Intelligent diagnosis model of blast furnace wall bonding based on decision tree-deep neural network

The condition of the blast furnace is fundamental to ensuring the stability of the entire production process in the iron and steel industry. Traditional methods of monitoring are often prone to human error and are influenced by subjective judgment. As a result, the integration of automated and data-driven technologies has become indispensable in improving both the efficiency and quality of ironmaking. Abnormal furnace states, such as sliding scale, wall bonding, hanging, collapsing and hearth accumulation. To enhance the speed and reliability of blast furnace operations, it is crucial to accurately identify and address the underlying causes of these anomalies. This article introduces an intelligent diagnostic model designed to detect abnormal furnace conditions by combining decision trees and deep neural networks. Diagnostic features are selected based on expert-driven rules using a decision tree, while a deep neural network classification model is employed for diagnosing the furnace conditions. The model is trained using 80% of the available data in chronological sequence, with the remaining 20% reserved as a test set for optimisation. Upon evaluation, the model achieves an accuracy of 81%. A comparative analysis of four diagnostic models is conducted, utilising precision, recall, accuracy and F1-score as metrics, with the proposed model demonstrating superior performance across all criteria. The results demonstrate that the model effectively captures furnace conditions, with diagnostic outcomes closely aligning with actual anomalies, thereby supporting stable furnace operations. After the implementation of the blast furnace abnormal condition intelligent diagnosis system, production efficiency was significantly improved, response times for abnormal condition handling were greatly shortened, and unnecessary downtime was effectively avoided. The fuel ratio was reduced by nearly 2.6 kg·t⁻¹, the utilisation coefficient increased by ∼4%, and the number of significant fluctuations was significantly decreased. This system has provided automation and data support for the ironmaking industry, contributing to the advancement of the sector towards greater intelligence.

> _Activity_:
According to the blast furnace diagnosis text, why have automated and data-driven technologies become indispensable in ironmaking? Answer in one to three sentences.

> _Dataset entries_:

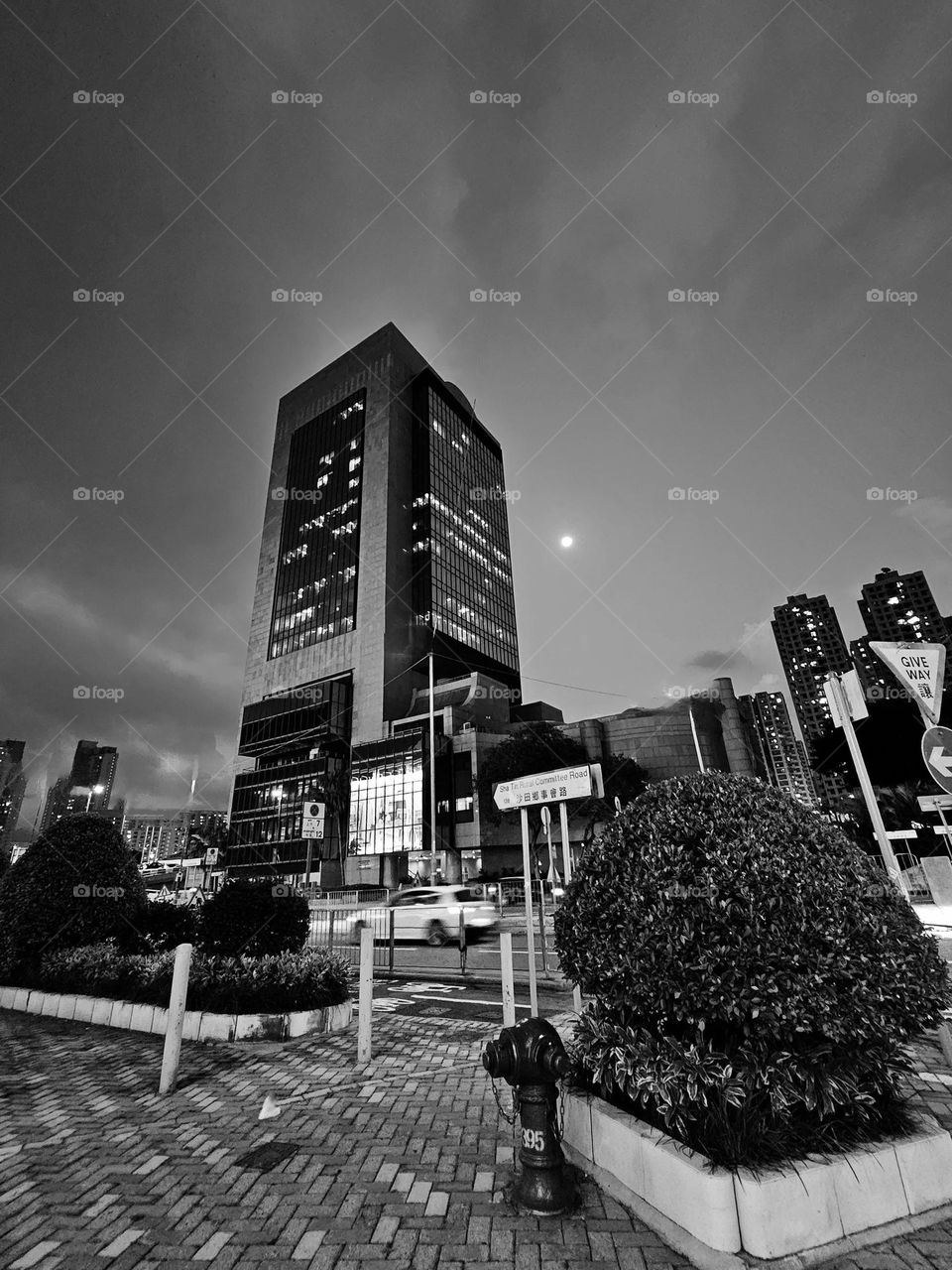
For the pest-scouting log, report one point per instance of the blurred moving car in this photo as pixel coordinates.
(429, 913)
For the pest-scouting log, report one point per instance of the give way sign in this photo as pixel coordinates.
(937, 752)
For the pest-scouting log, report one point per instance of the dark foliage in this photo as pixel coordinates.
(220, 984)
(77, 884)
(253, 919)
(754, 975)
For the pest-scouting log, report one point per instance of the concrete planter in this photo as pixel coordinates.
(787, 1213)
(197, 1025)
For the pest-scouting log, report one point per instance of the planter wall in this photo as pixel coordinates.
(198, 1025)
(774, 1214)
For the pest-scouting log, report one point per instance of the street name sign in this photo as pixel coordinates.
(920, 668)
(312, 821)
(937, 752)
(555, 786)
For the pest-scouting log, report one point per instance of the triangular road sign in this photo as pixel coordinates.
(920, 668)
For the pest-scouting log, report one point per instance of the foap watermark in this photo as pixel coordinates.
(93, 96)
(678, 296)
(489, 96)
(84, 494)
(484, 296)
(82, 693)
(94, 296)
(495, 693)
(495, 494)
(282, 494)
(688, 96)
(887, 96)
(678, 494)
(878, 494)
(293, 296)
(887, 296)
(295, 96)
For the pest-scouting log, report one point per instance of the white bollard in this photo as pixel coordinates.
(177, 1017)
(506, 964)
(365, 1001)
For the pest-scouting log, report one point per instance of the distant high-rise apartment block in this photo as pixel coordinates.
(87, 788)
(780, 753)
(811, 648)
(385, 538)
(13, 786)
(900, 607)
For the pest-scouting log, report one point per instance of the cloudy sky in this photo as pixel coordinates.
(728, 151)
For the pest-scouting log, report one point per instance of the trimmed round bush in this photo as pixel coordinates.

> _Final answer_:
Traditional monitoring methods are often prone to human error and are influenced by subjective judgment. For that reason, automated and data-driven technologies have become indispensable for improving both the efficiency and the quality of ironmaking.